__Questions__:
a) Please extract the passage in the Amor Fati essay starting at "Now, are the" and ending at "fall, and why.", copying it word for word.
b) Continue the Amor Fati essay, picking up after its final sentence.

__Supplied passage__:
Start of Block

Amor Fati
I recently came across a Twitter thread, sparked by the World Cup red card controversy. The author observed how Americans were responding to the suspension of their leading scorer with indignation. She noted how this is representative of a broader American pattern of refusing to accept anything that feels like an injustice, no matter how small. If McDonalds forgets your fries, it feels like a personal offense. She, an American herself, writes, “we simply can't accept a wrong left unrighted.”
That justice-seeking impulse may strike you as appropriate and good. And maybe it is. But the author then observes a contrast in the European mindset where, “they expect life to be aggravating and at times unfair. It's just a fact of moving through the world.” She’s not saying Europeans model some superficial “choose joy” ideology. Rather they “have turned complaining into a continental pastime with no expectation that the universe owes them a remedy for their grief.”
Now, are the broad brush strokes applied to Americans and Europeans in this thread too generalized? Almost certainly. But the author surfaces something worthy of reflection. Different cultures relate to injustice and suffering in different ways. If indignation is on one end of the spectrum and zen-like acceptance is on the other, it’s worth considering where we tend to fall, and why.

End of Block

__Provided records__:
Start of Block

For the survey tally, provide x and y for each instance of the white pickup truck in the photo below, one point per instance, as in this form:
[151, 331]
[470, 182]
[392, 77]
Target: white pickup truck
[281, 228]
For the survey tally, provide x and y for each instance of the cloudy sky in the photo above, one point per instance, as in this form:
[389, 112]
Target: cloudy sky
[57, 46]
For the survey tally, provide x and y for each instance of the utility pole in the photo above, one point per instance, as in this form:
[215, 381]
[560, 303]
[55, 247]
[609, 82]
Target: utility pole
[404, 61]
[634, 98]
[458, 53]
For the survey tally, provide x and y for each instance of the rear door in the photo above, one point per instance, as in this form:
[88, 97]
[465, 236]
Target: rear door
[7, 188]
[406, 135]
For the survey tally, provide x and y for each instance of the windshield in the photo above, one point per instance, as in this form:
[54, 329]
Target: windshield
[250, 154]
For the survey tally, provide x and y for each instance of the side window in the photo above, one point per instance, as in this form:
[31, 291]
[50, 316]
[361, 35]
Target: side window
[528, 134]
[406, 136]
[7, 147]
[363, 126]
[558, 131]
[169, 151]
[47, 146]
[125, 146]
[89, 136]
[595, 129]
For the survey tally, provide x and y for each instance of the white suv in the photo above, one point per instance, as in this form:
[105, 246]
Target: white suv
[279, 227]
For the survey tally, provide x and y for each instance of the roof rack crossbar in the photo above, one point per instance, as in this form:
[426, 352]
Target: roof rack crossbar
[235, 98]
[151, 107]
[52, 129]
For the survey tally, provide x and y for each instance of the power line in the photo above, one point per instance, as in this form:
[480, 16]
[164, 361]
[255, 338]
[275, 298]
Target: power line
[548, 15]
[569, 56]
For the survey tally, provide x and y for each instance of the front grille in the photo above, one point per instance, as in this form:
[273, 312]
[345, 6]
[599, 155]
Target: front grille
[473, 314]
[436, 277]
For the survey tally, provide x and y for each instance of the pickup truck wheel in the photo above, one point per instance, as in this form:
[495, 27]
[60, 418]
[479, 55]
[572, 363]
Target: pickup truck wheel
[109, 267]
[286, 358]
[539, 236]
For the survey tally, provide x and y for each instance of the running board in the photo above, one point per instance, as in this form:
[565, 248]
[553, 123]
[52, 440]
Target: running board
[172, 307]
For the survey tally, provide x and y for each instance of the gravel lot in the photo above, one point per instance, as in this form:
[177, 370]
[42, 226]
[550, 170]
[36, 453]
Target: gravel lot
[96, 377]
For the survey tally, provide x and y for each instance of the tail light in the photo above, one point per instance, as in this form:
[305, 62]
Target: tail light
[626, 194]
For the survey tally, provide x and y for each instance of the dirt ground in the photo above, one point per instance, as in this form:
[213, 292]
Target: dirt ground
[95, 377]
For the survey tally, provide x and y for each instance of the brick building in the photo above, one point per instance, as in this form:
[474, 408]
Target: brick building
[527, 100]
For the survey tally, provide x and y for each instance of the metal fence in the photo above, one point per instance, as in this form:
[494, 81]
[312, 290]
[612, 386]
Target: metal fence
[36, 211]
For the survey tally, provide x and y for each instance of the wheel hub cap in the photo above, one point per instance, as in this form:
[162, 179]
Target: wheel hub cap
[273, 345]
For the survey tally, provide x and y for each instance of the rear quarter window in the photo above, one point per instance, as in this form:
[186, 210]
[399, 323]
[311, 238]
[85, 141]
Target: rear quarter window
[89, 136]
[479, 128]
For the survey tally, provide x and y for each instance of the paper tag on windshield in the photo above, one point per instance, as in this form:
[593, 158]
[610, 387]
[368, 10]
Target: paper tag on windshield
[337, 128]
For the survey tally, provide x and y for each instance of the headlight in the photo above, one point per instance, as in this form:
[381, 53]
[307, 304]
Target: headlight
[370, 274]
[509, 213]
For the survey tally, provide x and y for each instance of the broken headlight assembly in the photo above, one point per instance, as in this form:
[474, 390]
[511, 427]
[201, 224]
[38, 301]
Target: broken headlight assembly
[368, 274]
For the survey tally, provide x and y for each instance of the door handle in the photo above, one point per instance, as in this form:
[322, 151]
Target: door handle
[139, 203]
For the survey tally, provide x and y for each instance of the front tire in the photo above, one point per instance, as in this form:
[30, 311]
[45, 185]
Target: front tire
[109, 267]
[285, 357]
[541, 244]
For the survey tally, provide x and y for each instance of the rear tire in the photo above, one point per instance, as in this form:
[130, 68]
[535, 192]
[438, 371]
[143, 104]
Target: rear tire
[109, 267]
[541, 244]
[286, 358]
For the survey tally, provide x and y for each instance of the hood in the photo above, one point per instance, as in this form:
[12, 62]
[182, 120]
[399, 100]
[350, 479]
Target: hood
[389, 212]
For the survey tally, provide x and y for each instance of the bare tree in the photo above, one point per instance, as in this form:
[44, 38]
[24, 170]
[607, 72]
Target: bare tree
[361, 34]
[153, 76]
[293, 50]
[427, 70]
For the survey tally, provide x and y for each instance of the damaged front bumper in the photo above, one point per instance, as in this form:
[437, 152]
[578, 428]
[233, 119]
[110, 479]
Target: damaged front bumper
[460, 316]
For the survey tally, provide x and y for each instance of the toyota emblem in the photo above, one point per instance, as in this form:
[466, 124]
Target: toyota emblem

End of Block

__Outputs by task__:
a)
Now, are the broad brush strokes applied to Americans and Europeans in this thread too generalized? Almost certainly. But the author surfaces something worthy of reflection. Different cultures relate to injustice and suffering in different ways. If indignation is on one end of the spectrum and zen-like acceptance is on the other, it’s worth considering where we tend to fall, and why.

b)
This brought to mind the concept of Amor fati, a Latin phrase that means “love of fate” (and a great Washed Out song). The concept is often traced back to the Stoics (Epictetus, Marcus Aurelius), but it’s Nietzsche who’s typically credited with popularizing it. It’s the idea of treating everything that happens, including suffering, loss, and hardship, as something to be loved rather than merely endured. It’s not about leaning into a defeated resignation. Rather, you affirm the difficulties of life as necessary and even desirable. Consider this poem by Gregory Orr:
Yes
Burden and blessing -
two blossoms
on the same branch.
To be so lost
in this radiant wilderness.
Again, this is not the toxic positivity gaslighting that is so often sold in self-help circles. It’s not about pretending bad things are good. It’s about radical affirmation, saying yes to reality as it is, including its cruelty, without needing to reinterpret it and spin it as what you want.
Epictetus wrote, “Don't seek for events to happen as you wish, but wish for events to happen as they do happen, and your life will go smoothly." Nietzsche, spinning it toward the pursuit of power, echoed, "My formula for greatness in a human being is amor fati: that one wants nothing to be different, not forward, not backward, not in all eternity." One could argue this mindset shows up in everything from Ecclesiastes to Albert Camus, who pictures Sisyphus happily embracing in his unjust destiny. It certainly overlaps with Buddhist teaching on the reality of suffering. But how does it sit with you?
Discussion Questions
Is it a moral good to make peace with aspects of life that feel unjust or less than ideal? Is there a negative expression of radical acceptance?
Is there a sweet spot of resistance vs. acceptance, and how do you find it?
Is there a difference between accepting things that happen to us and accepting things happening to others?
What are the cultural factors than shape one’s relationship to this subject?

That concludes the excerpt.